#### [TASK STATEMENT]
Rewrite the records from the line with "Does the image above contain any tree stump bark?" up to and including the line with "[102, 275, 121, 331]", keeping the requests in place. Increase every bounding-box coordinate in the answers by 81, and leave the numbers in the requests and their sample boxes as they are.

========================================================================

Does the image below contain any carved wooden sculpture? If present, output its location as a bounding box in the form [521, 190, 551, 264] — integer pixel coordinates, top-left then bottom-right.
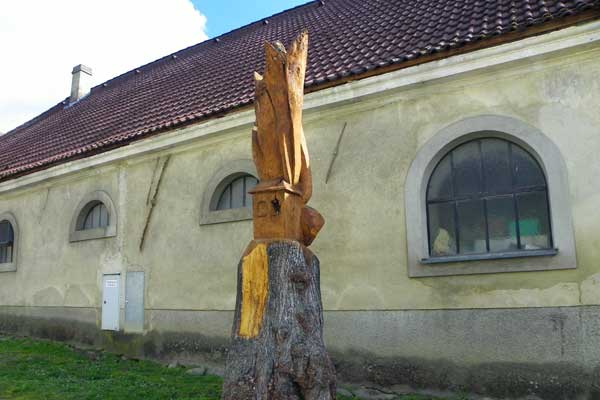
[223, 32, 335, 400]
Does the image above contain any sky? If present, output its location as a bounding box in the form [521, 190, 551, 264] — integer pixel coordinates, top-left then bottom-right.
[0, 0, 308, 133]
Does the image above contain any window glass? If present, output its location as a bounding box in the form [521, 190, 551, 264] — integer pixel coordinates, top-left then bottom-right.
[456, 200, 487, 254]
[452, 142, 481, 197]
[79, 202, 110, 230]
[0, 221, 15, 264]
[427, 138, 552, 257]
[517, 192, 551, 250]
[428, 155, 452, 200]
[429, 203, 456, 257]
[481, 139, 512, 194]
[487, 196, 518, 252]
[216, 175, 258, 210]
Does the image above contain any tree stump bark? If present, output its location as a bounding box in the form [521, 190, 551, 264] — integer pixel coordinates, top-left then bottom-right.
[222, 240, 336, 400]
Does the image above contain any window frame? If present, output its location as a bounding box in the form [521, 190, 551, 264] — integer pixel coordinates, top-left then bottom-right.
[421, 138, 557, 264]
[69, 190, 117, 242]
[200, 159, 258, 225]
[405, 115, 577, 277]
[0, 212, 21, 272]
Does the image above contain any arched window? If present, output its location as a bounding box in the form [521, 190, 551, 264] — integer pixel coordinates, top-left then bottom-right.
[0, 220, 15, 264]
[427, 138, 552, 257]
[77, 201, 109, 231]
[69, 190, 117, 242]
[200, 160, 258, 225]
[215, 174, 258, 210]
[404, 115, 577, 278]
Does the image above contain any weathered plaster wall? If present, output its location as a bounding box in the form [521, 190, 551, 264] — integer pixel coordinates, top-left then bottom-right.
[0, 32, 600, 398]
[0, 42, 600, 310]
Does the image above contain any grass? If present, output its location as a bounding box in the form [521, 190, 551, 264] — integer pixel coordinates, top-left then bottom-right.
[0, 337, 460, 400]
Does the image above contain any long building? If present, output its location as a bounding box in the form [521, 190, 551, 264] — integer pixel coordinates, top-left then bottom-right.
[0, 0, 600, 400]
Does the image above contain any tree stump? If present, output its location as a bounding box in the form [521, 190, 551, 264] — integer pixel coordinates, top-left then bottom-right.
[222, 240, 336, 400]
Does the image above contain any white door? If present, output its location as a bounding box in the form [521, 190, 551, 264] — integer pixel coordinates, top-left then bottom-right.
[102, 275, 121, 331]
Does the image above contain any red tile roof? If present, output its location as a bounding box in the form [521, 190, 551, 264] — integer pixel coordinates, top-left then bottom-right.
[0, 0, 600, 180]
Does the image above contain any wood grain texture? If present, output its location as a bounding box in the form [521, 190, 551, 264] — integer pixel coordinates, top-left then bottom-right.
[252, 32, 325, 245]
[238, 243, 269, 339]
[222, 241, 336, 400]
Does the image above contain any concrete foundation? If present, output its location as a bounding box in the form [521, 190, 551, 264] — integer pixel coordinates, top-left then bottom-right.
[0, 306, 600, 400]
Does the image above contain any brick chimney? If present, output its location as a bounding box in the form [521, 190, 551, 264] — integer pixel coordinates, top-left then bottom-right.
[69, 64, 92, 103]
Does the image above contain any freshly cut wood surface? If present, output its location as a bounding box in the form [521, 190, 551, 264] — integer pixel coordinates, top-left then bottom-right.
[238, 243, 269, 339]
[223, 241, 336, 400]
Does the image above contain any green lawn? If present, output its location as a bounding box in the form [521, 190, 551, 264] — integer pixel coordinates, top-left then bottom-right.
[0, 336, 454, 400]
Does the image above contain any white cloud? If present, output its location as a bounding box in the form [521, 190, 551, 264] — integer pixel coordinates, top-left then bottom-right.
[0, 0, 207, 132]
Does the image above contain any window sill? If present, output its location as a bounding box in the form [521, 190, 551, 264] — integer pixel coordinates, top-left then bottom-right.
[0, 262, 17, 272]
[69, 225, 117, 242]
[421, 249, 558, 264]
[200, 207, 252, 225]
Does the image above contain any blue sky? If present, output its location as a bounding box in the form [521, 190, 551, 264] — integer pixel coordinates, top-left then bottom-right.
[192, 0, 309, 37]
[0, 0, 308, 134]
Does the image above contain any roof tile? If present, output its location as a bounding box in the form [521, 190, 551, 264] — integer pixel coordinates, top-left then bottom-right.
[0, 0, 600, 179]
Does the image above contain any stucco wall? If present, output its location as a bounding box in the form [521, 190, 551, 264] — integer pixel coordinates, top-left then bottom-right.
[0, 30, 600, 396]
[0, 41, 600, 316]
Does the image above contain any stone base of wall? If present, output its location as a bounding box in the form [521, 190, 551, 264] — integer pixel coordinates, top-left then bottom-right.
[0, 306, 600, 400]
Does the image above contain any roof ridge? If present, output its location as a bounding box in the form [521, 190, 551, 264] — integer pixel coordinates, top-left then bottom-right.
[91, 0, 323, 94]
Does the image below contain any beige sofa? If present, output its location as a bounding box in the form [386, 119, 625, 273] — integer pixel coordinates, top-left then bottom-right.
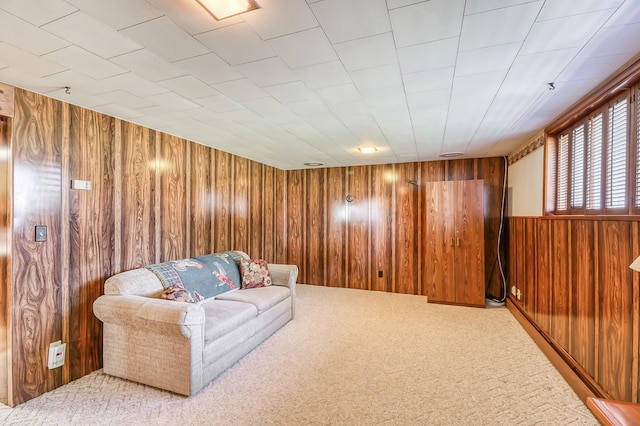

========================================================================

#### [COMPLETE OUTPUT]
Does the image above contain any tree stump bark? If present, output its location as a bounding box in the form [521, 190, 551, 264] — integer pixel coordinates, top-left then bottom-right.
[303, 321, 417, 481]
Does the image above contain any window frame? If present, output its location as a bounding box in the form [521, 190, 551, 264] — integer pixel coordinates, top-left then bottom-right.
[502, 219, 638, 345]
[150, 271, 198, 323]
[281, 240, 339, 306]
[486, 196, 658, 358]
[81, 293, 102, 353]
Does the image above contain any arched window? If present, output its location as a bounding box in the form [521, 190, 551, 264] — integer pixel coordinates, top-left then bottom-right.
[81, 301, 96, 345]
[508, 219, 633, 338]
[158, 282, 190, 312]
[150, 271, 198, 323]
[281, 241, 339, 306]
[296, 255, 339, 291]
[485, 196, 658, 359]
Does the image above contain any weathered plaster wall? If present, output its location as a bounding box in the form [521, 190, 551, 264] — integer pixel coordinates, top-left then bottom-right.
[81, 113, 681, 479]
[81, 123, 681, 391]
Does the image above contain any grass? If present, output its location as a bounding box in the form [521, 190, 551, 264] — integer pixel coordinates, top-left then bottom-right.
[81, 418, 541, 481]
Does the image above contain any long building? If present, output its location as a bounding box in the form [521, 190, 551, 264] — integer pixel coordinates, top-left then bottom-right.
[81, 81, 681, 481]
Does the image above contain any tree stump? If present, output its location as a bounding box in the form [521, 190, 551, 264] — integer pixel coordinates, top-left then bottom-right.
[303, 321, 417, 481]
Does the image above contain any white door? If present, output its location as a bounding box in the form [521, 190, 551, 264] — integer pixel coordinates, top-left then bottom-right.
[183, 356, 202, 412]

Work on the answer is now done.